Top of Records shown

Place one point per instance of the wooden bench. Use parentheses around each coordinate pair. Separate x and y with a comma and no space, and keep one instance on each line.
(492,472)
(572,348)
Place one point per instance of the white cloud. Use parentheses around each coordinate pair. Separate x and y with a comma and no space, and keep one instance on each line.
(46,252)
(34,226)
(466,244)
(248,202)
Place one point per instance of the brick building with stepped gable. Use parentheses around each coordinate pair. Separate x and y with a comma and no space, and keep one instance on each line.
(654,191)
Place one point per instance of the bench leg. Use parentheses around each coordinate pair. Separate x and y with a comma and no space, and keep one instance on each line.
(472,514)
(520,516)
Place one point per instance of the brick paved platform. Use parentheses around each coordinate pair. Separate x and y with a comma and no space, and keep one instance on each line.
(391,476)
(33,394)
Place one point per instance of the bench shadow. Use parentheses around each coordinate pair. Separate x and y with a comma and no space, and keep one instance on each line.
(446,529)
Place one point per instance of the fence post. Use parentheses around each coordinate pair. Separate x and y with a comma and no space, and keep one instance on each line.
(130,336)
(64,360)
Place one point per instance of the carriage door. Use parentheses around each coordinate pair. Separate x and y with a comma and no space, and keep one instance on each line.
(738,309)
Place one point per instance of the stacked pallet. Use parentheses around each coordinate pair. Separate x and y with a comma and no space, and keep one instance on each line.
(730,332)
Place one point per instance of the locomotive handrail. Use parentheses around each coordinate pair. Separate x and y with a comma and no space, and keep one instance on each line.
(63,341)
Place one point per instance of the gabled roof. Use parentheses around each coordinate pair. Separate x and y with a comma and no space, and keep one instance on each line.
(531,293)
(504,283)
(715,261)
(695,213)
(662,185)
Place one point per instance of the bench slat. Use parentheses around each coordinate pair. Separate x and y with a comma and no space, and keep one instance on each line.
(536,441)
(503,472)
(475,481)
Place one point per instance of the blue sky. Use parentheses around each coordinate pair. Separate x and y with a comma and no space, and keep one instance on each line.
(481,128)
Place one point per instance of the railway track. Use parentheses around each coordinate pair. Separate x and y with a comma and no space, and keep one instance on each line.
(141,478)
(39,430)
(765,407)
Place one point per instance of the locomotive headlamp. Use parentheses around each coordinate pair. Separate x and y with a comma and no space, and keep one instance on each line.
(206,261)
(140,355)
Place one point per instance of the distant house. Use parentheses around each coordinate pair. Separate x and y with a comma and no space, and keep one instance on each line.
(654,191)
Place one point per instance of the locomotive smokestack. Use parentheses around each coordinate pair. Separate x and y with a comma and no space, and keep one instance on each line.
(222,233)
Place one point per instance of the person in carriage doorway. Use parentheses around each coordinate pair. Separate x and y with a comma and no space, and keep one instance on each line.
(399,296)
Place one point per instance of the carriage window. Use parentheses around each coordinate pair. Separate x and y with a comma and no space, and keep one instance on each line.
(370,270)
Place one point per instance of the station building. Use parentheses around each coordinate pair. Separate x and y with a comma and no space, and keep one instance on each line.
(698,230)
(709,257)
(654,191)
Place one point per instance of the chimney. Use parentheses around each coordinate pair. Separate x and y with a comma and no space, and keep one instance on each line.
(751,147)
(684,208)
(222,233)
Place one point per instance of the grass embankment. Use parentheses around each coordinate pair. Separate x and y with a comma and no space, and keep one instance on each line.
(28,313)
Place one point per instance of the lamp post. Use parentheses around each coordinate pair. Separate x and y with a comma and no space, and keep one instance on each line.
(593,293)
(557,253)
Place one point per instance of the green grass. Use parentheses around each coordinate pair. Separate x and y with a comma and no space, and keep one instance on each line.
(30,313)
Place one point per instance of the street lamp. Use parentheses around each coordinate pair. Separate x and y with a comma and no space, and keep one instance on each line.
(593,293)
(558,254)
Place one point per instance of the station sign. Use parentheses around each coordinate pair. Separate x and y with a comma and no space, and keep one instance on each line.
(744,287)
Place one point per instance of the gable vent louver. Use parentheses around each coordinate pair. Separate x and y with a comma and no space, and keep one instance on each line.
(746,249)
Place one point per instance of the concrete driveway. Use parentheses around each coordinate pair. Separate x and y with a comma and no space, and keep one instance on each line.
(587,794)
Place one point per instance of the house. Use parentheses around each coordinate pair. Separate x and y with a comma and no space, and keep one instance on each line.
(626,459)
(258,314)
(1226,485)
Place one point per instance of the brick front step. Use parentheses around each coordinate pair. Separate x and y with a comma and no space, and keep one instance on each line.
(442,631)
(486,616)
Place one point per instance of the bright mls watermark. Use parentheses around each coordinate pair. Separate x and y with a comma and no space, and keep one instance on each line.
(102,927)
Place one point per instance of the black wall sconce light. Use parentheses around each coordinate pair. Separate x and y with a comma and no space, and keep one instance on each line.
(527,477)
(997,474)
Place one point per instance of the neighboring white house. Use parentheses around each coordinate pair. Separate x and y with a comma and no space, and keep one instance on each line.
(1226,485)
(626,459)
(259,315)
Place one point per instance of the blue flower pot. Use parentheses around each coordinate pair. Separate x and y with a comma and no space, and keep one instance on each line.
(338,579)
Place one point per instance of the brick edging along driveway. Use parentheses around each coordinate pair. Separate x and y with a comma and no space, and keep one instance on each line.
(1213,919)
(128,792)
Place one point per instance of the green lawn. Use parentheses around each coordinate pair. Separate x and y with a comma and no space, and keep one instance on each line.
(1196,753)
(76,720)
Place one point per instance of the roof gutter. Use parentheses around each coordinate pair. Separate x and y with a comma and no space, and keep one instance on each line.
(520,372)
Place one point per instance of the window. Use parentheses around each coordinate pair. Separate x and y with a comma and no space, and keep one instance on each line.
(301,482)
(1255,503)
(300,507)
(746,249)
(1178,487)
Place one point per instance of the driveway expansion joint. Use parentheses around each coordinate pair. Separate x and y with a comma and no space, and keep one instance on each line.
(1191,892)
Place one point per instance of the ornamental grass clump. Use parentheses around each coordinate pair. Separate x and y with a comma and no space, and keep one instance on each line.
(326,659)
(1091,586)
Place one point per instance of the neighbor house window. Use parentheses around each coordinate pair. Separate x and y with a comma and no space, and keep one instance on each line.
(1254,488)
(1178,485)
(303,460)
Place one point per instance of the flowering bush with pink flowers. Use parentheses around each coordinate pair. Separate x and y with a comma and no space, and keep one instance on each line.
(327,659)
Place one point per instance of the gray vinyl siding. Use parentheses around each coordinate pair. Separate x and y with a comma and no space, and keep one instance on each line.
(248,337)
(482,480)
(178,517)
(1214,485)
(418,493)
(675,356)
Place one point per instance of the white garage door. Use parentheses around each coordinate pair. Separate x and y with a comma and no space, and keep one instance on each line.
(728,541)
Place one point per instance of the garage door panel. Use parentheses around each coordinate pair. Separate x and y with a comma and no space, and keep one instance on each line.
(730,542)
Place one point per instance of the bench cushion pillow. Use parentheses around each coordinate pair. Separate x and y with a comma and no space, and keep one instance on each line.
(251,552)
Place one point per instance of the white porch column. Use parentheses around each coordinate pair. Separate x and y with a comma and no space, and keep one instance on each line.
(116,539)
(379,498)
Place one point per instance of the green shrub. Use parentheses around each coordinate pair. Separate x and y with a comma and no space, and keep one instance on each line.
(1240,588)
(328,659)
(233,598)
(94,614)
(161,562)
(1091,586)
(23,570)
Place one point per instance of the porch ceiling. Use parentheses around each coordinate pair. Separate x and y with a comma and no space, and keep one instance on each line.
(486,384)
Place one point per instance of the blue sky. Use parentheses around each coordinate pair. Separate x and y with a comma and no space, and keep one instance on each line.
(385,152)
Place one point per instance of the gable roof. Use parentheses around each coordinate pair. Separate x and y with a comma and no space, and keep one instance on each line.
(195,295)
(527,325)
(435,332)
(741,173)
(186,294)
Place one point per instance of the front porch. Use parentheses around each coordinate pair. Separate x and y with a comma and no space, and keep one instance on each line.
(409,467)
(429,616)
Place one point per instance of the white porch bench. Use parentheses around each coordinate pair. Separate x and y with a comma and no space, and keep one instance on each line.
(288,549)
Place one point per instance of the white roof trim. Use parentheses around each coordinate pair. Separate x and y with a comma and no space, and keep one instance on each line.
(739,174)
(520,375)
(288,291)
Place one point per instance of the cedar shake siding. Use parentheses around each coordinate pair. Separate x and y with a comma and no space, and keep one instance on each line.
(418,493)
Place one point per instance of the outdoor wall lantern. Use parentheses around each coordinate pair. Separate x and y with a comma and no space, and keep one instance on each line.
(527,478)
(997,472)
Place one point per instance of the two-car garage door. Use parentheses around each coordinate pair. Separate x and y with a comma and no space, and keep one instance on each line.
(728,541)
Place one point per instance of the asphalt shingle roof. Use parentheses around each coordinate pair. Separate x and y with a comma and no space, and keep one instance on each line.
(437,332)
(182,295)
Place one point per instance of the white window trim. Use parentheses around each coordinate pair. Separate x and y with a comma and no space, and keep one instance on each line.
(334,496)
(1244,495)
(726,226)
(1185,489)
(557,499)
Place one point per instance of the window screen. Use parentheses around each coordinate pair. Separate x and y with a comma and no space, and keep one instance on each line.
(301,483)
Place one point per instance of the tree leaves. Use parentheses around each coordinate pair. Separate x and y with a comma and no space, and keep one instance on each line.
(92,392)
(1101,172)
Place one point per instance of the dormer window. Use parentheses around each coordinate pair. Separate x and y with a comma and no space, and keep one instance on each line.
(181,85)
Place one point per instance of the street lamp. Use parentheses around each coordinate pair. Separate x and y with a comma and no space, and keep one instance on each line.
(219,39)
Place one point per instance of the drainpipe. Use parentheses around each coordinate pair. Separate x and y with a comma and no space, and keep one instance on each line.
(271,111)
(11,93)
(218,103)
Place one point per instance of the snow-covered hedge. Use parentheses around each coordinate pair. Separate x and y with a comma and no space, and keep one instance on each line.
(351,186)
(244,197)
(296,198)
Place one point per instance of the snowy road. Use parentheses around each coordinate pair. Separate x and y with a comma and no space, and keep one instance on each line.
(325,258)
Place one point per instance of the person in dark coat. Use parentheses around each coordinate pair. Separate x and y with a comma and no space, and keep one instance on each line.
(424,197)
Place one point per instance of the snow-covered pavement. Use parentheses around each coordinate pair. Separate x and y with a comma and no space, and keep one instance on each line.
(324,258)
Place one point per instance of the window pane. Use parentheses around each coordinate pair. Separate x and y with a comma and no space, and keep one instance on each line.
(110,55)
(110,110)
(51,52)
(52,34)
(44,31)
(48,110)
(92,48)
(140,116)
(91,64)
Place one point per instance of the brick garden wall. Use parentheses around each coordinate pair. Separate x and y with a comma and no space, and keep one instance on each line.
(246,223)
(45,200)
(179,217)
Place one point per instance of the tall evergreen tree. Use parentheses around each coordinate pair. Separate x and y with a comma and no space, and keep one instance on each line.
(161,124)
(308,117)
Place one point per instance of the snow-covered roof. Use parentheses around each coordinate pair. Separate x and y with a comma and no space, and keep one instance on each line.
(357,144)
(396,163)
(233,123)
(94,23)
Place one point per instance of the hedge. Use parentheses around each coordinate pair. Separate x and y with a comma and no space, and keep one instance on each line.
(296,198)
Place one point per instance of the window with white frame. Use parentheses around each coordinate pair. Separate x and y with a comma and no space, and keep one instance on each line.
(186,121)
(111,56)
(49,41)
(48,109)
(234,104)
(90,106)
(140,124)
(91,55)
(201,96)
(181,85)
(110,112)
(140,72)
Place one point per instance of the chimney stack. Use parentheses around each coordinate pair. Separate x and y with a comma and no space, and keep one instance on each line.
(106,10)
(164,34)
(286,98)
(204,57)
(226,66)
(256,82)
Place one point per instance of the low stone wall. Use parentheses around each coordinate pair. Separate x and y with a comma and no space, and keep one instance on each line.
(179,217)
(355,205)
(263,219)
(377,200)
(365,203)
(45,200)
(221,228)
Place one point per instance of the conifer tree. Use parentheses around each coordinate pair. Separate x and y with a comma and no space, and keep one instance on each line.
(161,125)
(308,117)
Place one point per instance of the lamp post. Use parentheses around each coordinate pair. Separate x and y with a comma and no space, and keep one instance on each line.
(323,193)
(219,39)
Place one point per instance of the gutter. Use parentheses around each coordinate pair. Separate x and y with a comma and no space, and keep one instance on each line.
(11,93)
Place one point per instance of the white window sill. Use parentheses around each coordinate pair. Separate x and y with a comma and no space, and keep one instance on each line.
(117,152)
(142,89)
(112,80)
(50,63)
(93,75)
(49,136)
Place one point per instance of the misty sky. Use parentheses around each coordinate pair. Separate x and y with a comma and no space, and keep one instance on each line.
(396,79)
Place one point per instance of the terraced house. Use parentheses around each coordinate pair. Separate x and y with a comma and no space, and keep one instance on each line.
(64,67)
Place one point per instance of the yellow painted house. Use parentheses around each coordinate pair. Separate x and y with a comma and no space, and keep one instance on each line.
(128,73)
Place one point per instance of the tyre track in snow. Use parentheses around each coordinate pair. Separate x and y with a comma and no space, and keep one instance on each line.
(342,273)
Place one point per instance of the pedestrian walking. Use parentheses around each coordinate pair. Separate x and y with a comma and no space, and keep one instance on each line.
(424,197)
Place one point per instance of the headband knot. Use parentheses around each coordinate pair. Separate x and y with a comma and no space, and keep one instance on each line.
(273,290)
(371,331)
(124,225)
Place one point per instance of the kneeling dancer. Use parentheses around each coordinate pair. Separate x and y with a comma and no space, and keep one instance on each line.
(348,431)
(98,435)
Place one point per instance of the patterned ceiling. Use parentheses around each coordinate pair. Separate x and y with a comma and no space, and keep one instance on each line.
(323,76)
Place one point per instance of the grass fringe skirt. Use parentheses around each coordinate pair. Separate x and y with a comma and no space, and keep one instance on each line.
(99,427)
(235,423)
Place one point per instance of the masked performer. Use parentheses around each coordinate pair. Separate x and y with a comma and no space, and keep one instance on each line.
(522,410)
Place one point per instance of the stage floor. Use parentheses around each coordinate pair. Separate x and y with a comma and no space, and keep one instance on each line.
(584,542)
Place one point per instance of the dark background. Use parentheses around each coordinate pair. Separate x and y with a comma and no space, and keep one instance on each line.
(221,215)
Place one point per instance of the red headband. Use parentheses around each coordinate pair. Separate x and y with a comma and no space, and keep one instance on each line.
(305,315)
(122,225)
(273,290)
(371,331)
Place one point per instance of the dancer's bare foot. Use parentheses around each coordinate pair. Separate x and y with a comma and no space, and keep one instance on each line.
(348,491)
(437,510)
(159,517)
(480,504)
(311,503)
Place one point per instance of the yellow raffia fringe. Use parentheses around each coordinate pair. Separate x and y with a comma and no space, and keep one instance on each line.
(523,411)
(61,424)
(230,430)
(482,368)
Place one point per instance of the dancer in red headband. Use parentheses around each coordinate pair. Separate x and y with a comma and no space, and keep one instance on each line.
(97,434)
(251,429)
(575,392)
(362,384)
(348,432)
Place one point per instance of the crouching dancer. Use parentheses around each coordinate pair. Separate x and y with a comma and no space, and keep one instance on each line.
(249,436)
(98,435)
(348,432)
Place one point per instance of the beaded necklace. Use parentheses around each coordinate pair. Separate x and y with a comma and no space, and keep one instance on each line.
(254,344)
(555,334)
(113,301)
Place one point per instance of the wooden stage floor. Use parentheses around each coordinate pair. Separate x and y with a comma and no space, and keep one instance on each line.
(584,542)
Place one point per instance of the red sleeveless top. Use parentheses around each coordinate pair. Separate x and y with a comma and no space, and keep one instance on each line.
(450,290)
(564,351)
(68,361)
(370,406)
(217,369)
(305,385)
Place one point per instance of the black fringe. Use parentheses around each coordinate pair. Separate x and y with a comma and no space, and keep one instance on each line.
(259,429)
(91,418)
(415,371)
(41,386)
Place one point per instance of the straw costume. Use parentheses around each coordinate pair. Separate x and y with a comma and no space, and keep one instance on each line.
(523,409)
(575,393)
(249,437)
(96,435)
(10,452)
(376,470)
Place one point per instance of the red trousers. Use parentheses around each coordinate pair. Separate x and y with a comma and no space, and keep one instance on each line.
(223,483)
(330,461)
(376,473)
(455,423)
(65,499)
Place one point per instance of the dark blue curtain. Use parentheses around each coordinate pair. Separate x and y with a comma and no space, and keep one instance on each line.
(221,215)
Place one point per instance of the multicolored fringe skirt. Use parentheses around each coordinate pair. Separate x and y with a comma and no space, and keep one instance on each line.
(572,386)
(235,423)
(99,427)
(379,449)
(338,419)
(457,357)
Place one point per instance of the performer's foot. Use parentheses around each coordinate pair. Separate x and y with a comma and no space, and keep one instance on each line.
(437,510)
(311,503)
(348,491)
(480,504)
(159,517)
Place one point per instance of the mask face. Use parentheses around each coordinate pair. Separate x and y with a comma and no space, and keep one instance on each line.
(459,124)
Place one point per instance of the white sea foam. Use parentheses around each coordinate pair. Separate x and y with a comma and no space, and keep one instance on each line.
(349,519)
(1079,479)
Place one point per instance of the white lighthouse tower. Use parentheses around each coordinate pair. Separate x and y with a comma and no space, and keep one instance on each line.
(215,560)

Bottom of Records shown

### Description of the task
Emit verbatim the lines running from the one with "Place one point per instance of the multicolored" through the last line of the data, both endpoints inclusive.

### Result for this exercise
Place one point per instance of the multicolored fringe skirt. Use parentheses around each coordinate pair. Separate x and y with a comma and no space, and keep one instance on each line.
(572,386)
(235,423)
(99,427)
(379,449)
(338,419)
(457,357)
Place one point per instance of the performer's foot. Use parentheses around each coordinate pair. Separate x and y with a comma and no space, and keep one instance on each line.
(437,510)
(311,503)
(348,491)
(480,504)
(159,517)
Place one point per instance of the mask face. Use parentheses around each coordinate pair. Separate x and y with a comma and no space, and keep one instance on each line.
(459,124)
Place one point per instance of the white sea foam. Use parentheses around each coordinate pair. Separate x and y with a comma and no space, and keep one instance on each line.
(349,519)
(1079,479)
Place one point per instance of the white lighthouse tower. Use parentheses around each coordinate pair. Separate x and y with a comma and no space, and keep one instance on each line.
(215,560)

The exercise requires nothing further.